Supplied passage:
======

Member of the Maryland House of Delegates from the Harford County district
- In office 1892–1896 Serving with Thomas B. Hayward, John O. Stearns, Murray Vandiver, Harold Scarboro

Personal details
- Born: c. 1854 Harford County, Maryland, U.S.
- Died: March 29, 1940 Havre de Grace, Maryland, U.S.
- Resting place: Abingdon Methodist Cemetery Abingdon, Maryland, U.S.
- Party: Democratic
- Spouse: Lida A. Buckingham ​(died 1938)​
- Occupation: Politician; farmer; canner;

= Samuel S. Bevard =

American politician (died 1940)

Samuel S. Bevard (c. 1854 – March 29, 1940) was an American politician, farmer, and canner from Maryland. He served as a member of the Maryland House of Delegates, representing Harford County, from 1892 to 1896.

==Early life==
Samuel S. Bevard was born in Harford County, Maryland around 1854 to Wakeman H. Bevard. His father was a farmer and owned the 145 acres "Willow Valley" farm. His grandfather George Bevard was present at the Battle of Baltimore. Bevard studied at public schools and attended Bel Air Academy.

======

What to do:
(1) Reproduce verbatim the section of the Samuel S. Bevard biography that begins with the words containing "Member of the Maryland House of Delegates from" and ends with "politician (died 1940)".
(2) Using the Samuel S. Bevard biography, mark each statement yes or no and quote the exact words of the text that settle it. (a) Bevard's father owned a farm called "Willow Valley." (b) Bevard represented Baltimore County in the Maryland House of Delegates. (c) Bevard was a member of the Republican Party.
(3) According to the Samuel S. Bevard biography, where is Bevard buried?

Dataset:
======

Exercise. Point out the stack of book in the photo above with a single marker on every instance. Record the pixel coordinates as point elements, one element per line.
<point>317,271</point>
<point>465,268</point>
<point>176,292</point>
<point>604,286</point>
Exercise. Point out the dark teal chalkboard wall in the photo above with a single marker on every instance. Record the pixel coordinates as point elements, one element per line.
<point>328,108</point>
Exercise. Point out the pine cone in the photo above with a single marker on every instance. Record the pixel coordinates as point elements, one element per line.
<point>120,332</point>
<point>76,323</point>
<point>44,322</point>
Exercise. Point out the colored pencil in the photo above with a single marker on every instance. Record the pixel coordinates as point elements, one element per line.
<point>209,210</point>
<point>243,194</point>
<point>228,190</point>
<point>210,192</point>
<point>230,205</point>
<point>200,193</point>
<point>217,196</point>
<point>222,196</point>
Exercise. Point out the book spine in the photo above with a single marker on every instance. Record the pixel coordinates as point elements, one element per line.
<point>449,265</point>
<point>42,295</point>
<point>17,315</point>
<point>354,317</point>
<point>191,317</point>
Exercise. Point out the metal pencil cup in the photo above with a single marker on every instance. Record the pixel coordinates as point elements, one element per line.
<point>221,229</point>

======

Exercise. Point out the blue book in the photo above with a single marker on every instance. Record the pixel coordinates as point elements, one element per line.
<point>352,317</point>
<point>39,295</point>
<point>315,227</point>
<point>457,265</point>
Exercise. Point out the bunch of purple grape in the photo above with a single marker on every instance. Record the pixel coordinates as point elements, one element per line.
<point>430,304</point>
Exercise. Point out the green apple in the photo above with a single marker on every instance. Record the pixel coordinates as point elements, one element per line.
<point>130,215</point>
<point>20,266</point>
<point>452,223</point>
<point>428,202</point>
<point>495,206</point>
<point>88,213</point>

======

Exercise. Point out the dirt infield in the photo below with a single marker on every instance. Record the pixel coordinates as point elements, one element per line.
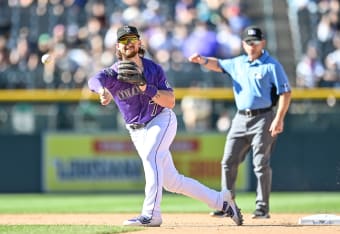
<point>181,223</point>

======

Exercise solutions:
(1)
Member of the Maryland House of Delegates from the Harford County district
- In office 1892–1896 Serving with Thomas B. Hayward, John O. Stearns, Murray Vandiver, Harold Scarboro

Personal details
- Born: c. 1854 Harford County, Maryland, U.S.
- Died: March 29, 1940 Havre de Grace, Maryland, U.S.
- Resting place: Abingdon Methodist Cemetery Abingdon, Maryland, U.S.
- Party: Democratic
- Spouse: Lida A. Buckingham ​(died 1938)​
- Occupation: Politician; farmer; canner;

= Samuel S. Bevard =

American politician (died 1940)

(2)
(a) Yes: "His father was a farmer and owned the 145 acres "Willow Valley" farm."
(b) No: "representing Harford County, from 1892 to 1896."
(c) No: "Party: Democratic"

(3) Abingdon Methodist Cemetery in Abingdon, Maryland, U.S.